• [What you will do]: Scan the records below. Copy every line in which the word "query" appears.

── Material provided ──

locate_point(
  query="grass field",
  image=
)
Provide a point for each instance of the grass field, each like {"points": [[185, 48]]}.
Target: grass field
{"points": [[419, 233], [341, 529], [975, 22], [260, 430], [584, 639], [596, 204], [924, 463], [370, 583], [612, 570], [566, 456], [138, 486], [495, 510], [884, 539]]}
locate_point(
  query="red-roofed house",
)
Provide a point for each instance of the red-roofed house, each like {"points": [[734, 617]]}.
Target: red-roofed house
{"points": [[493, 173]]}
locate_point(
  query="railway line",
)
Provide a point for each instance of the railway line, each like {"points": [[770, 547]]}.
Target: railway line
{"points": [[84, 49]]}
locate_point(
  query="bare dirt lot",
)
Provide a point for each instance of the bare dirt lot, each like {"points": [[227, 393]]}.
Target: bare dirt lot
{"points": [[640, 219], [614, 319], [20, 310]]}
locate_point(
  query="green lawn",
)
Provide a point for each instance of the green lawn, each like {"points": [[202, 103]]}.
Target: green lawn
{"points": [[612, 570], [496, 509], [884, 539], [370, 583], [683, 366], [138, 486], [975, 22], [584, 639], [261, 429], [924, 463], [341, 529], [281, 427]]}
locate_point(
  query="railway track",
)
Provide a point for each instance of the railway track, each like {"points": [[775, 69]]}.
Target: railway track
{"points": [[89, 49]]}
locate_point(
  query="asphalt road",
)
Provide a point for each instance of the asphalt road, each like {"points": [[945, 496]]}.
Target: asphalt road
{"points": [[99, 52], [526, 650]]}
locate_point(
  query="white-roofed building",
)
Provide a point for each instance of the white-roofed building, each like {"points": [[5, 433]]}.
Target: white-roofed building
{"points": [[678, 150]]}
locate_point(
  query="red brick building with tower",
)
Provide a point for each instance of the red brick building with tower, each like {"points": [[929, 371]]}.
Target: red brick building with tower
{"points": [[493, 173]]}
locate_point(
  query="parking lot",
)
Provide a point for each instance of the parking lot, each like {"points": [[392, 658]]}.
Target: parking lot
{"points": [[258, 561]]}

───

• [Task response]:
  query="grass field",
  query="red-roofed house",
  query="railway line",
  query="bare dirt lot",
  query="green lawn",
  query="railway track",
  query="asphalt road",
  query="white-roofed building",
  query="red brick building with tower",
  query="parking lot",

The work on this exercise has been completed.